● ACTIVITY
Each line of the listing that includes "kindly" should be reported.
------------------------
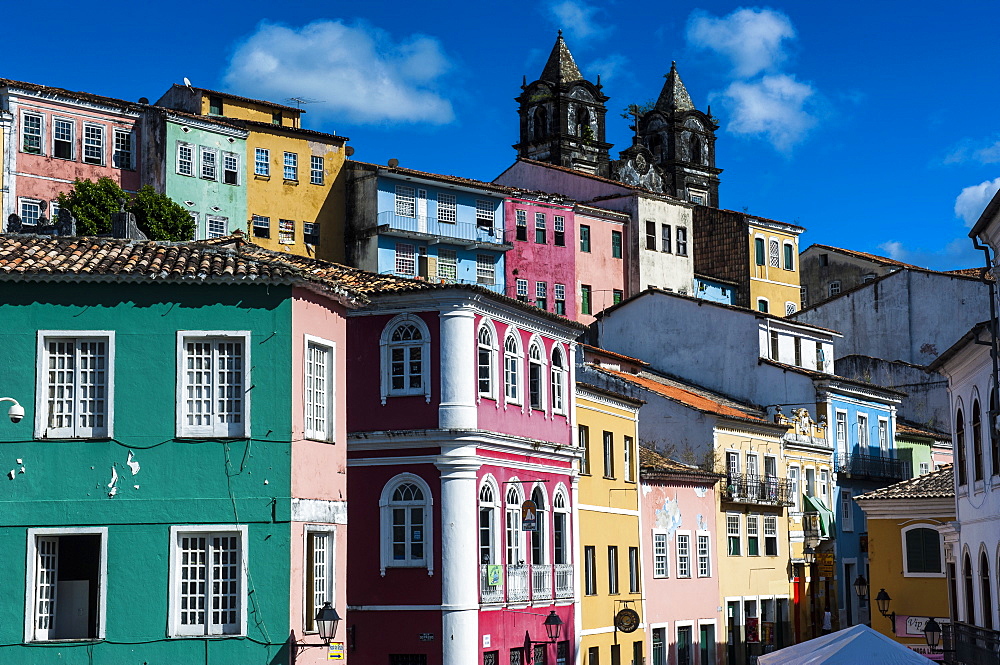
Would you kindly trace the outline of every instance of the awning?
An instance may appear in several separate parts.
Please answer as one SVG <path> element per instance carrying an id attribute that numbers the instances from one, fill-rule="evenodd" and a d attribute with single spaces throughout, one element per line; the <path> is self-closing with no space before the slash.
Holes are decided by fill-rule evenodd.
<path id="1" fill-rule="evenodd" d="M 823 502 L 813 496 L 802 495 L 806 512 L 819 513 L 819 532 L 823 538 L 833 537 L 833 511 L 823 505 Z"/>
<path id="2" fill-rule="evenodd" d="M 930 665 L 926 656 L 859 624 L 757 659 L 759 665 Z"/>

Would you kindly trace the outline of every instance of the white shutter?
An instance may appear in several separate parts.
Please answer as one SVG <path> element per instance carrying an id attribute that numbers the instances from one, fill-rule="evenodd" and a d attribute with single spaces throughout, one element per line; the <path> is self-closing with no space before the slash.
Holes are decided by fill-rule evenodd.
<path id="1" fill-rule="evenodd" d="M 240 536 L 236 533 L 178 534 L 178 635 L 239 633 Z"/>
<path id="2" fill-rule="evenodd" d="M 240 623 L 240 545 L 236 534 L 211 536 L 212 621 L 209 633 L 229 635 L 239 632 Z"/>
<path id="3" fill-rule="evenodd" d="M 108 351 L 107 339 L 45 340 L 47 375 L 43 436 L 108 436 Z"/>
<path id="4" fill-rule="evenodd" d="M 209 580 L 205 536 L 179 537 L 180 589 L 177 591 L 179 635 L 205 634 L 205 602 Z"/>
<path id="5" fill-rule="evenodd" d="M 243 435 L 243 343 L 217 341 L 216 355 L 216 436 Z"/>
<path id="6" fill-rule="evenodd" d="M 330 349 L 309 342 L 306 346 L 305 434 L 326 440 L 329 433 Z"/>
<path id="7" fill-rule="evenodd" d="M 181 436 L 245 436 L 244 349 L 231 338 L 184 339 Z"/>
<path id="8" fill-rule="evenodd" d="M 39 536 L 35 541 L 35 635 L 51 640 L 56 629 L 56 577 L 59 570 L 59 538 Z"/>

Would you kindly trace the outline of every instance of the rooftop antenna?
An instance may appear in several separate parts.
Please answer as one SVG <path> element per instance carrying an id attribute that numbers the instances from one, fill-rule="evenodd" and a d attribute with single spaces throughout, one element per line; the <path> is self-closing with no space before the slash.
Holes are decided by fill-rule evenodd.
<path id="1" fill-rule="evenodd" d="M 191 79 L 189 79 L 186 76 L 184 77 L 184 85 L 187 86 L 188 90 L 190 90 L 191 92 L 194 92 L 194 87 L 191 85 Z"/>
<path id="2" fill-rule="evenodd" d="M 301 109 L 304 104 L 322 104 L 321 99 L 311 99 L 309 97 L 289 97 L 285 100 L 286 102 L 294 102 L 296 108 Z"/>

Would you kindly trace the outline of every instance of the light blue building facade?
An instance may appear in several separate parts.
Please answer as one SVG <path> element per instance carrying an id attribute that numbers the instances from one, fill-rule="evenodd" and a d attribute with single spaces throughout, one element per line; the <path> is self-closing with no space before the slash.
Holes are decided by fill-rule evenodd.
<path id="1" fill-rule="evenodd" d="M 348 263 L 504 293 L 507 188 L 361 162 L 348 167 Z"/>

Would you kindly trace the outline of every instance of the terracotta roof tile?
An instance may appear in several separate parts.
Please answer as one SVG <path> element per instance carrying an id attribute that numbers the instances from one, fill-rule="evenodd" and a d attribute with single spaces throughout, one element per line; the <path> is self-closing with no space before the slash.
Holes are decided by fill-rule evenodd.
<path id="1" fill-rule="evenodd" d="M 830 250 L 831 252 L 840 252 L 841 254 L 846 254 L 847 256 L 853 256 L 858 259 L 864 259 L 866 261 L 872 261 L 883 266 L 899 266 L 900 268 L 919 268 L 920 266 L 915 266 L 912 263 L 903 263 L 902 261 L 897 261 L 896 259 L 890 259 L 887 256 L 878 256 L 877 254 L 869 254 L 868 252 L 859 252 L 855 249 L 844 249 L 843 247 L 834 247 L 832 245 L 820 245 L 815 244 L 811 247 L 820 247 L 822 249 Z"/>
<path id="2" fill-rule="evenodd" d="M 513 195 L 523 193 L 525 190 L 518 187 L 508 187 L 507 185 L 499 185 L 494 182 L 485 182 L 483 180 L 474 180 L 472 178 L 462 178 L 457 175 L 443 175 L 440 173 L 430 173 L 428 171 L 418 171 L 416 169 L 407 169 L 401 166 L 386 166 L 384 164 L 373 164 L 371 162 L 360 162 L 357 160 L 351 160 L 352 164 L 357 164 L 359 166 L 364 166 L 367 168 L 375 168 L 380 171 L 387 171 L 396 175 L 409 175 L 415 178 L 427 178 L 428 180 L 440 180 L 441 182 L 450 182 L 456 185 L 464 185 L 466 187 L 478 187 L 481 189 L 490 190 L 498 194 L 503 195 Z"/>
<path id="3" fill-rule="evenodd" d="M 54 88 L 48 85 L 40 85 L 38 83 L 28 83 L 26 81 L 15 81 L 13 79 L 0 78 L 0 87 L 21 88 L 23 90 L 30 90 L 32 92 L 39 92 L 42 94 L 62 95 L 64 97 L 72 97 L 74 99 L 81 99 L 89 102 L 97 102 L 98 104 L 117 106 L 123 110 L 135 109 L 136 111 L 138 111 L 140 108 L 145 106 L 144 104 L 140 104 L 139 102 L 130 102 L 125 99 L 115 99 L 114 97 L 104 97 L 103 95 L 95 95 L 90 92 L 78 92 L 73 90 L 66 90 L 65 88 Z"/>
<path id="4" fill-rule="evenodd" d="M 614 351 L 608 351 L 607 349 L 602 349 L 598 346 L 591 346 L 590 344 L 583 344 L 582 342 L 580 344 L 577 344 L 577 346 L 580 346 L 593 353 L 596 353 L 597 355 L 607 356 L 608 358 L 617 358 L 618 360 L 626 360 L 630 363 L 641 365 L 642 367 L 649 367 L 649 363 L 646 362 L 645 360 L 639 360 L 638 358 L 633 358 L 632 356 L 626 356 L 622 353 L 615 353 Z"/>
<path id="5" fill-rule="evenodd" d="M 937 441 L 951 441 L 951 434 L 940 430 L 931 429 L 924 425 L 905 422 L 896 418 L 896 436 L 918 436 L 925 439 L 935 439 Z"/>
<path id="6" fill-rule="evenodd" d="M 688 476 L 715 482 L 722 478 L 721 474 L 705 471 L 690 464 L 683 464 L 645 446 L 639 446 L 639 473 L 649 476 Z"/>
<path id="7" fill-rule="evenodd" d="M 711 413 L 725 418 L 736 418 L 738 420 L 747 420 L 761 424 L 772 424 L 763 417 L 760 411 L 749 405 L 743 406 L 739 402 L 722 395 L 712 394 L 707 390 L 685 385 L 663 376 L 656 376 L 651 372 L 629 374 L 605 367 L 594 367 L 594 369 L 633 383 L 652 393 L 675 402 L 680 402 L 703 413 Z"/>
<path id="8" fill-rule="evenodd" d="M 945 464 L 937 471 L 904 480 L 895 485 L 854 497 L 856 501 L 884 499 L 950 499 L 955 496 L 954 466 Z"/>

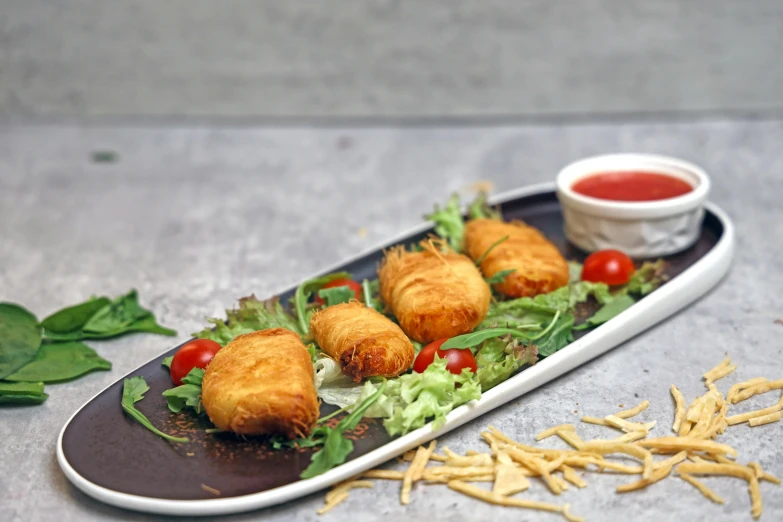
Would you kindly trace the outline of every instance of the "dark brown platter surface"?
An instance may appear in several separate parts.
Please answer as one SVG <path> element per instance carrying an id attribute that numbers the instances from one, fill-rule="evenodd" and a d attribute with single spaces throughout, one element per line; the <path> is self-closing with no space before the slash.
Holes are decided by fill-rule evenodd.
------------------------
● RESPONSE BELOW
Would you kindly trace the outline of every instance of the awning?
Would you kindly trace the outline of every instance of the white shutter?
Would you kindly trace the outline of every instance of the rooftop antenna?
Would you kindly trace the outline of every instance of the light blue building facade?
Would you kindly trace the outline of every instance of the terracotta roof tile?
Would you kindly trace the outline of every instance of the "dark brown platter surface"?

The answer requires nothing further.